What you should do ::
Please copy the data below word for word, leaving out the pictures.

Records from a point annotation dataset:

+++++

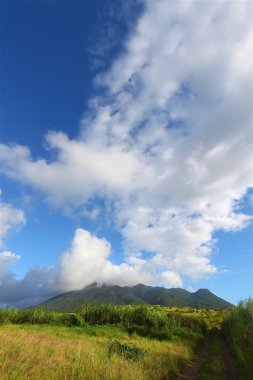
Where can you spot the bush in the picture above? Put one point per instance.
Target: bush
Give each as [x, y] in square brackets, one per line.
[127, 351]
[238, 331]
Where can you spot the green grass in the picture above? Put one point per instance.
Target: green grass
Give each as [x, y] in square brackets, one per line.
[212, 368]
[57, 352]
[101, 342]
[238, 331]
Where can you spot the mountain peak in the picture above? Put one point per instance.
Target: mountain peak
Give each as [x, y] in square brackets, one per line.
[138, 294]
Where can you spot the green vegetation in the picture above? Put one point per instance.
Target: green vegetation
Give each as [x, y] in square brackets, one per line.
[139, 294]
[102, 341]
[45, 352]
[238, 331]
[212, 367]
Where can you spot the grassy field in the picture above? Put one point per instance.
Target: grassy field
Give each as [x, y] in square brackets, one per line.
[57, 352]
[105, 342]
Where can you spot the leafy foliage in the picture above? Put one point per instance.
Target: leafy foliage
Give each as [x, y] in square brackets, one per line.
[238, 330]
[127, 351]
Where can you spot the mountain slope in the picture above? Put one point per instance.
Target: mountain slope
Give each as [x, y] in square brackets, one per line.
[138, 294]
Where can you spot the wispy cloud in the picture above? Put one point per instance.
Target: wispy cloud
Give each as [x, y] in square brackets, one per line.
[168, 142]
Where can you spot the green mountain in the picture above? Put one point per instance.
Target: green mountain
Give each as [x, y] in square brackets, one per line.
[138, 294]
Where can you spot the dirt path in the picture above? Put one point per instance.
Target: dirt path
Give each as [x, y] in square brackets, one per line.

+++++

Solution for this task ::
Where can you spot the bush in the picture above? Put one point per instance.
Target: bush
Give each as [x, y] in square brackets, one per line.
[127, 351]
[238, 331]
Where can you spot the green grass in the picture above? Put one point per instance.
Target: green grass
Give each as [x, y] in square brackets, one per line.
[212, 368]
[57, 352]
[101, 342]
[238, 331]
Where can you spot the mountain peak in the picture above? Put one point per instance.
Target: mountain peak
Give each as [x, y] in square brackets, one per line.
[138, 294]
Where can you spot the green vegetation in the picture above? Put one point per instance.
Target: green vegetation
Give each as [x, y] in square brackets, one per line.
[139, 294]
[102, 341]
[45, 352]
[238, 331]
[212, 367]
Where can you spot the grassy field in the picture above? Put one point per instance.
Target: grassy field
Give each as [x, y] in square brackets, one per line.
[57, 352]
[105, 342]
Where can you spot the leafy foliage in the picture above? Put one point per instance.
Target: leafy foliage
Give each as [x, y] in square brackets, one per line.
[238, 330]
[127, 351]
Where can you spot the mountain slope in the picture above? Put one point per instance.
Target: mountain slope
Give each as [x, y] in square brackets, one per line.
[138, 294]
Where can you spot the wispy cloud in the picture above? Put one point per instance.
Target: wispy cloud
Give each as [x, y] in square brackets, one per line.
[168, 142]
Where can you spot the green mountain in the picture above? Put one point per instance.
Target: green mountain
Give each as [x, y] in square brackets, one per line.
[138, 294]
Where can you spot the dirt path in the picture above? Put one point per instance.
Target: dirt path
Give each as [x, y] in square brackets, one per line.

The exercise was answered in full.